What you are asked to do:
Reproduce all of the records, substituting "partly obscured" for each occurrence of "partially hidden" and leaving everything else unchanged.

[Start Input rows]

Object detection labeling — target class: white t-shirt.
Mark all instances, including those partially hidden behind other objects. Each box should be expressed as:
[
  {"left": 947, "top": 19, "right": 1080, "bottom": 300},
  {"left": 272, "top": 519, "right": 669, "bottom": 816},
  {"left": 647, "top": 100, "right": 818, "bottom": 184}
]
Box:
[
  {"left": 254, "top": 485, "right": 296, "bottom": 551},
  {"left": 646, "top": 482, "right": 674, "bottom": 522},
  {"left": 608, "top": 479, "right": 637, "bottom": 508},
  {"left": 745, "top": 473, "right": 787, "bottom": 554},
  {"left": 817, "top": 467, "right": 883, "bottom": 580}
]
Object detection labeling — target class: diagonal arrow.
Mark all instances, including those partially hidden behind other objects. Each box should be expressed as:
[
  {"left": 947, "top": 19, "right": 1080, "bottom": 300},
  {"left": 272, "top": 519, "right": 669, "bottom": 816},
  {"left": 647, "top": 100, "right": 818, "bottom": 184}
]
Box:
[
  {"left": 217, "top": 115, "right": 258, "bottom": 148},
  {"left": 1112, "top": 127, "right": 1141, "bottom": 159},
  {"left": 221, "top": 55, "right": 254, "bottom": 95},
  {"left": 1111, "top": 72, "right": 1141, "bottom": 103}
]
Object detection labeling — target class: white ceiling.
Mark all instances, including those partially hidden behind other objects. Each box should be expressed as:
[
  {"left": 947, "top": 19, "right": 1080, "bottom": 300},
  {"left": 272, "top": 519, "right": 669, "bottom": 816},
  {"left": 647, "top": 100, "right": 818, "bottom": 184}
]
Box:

[End Input rows]

Expected answer:
Object detection labeling — target class: white t-shirt.
Mark all instances, including those partly obscured behind other objects. Each box should be expressed as:
[
  {"left": 947, "top": 19, "right": 1080, "bottom": 300},
  {"left": 272, "top": 519, "right": 669, "bottom": 816},
  {"left": 647, "top": 100, "right": 818, "bottom": 184}
]
Box:
[
  {"left": 254, "top": 485, "right": 296, "bottom": 551},
  {"left": 646, "top": 482, "right": 674, "bottom": 522},
  {"left": 608, "top": 479, "right": 637, "bottom": 508},
  {"left": 745, "top": 473, "right": 787, "bottom": 554},
  {"left": 817, "top": 467, "right": 883, "bottom": 580}
]
Object detection labeling — target class: diagonal arrow.
Mark all instances, including those partly obscured behind other objects. Each box should be expressed as:
[
  {"left": 947, "top": 19, "right": 1080, "bottom": 300},
  {"left": 272, "top": 519, "right": 669, "bottom": 816},
  {"left": 647, "top": 100, "right": 818, "bottom": 184}
]
Box:
[
  {"left": 217, "top": 115, "right": 258, "bottom": 148},
  {"left": 1112, "top": 127, "right": 1141, "bottom": 159},
  {"left": 221, "top": 55, "right": 254, "bottom": 95},
  {"left": 1111, "top": 72, "right": 1141, "bottom": 103}
]
Object detection labeling — target class: white ceiling.
Mark all instances, including those partly obscured behind other objects. Each box should be expressed as:
[
  {"left": 947, "top": 19, "right": 1080, "bottom": 300},
  {"left": 272, "top": 519, "right": 669, "bottom": 816},
  {"left": 647, "top": 100, "right": 818, "bottom": 184}
]
Box:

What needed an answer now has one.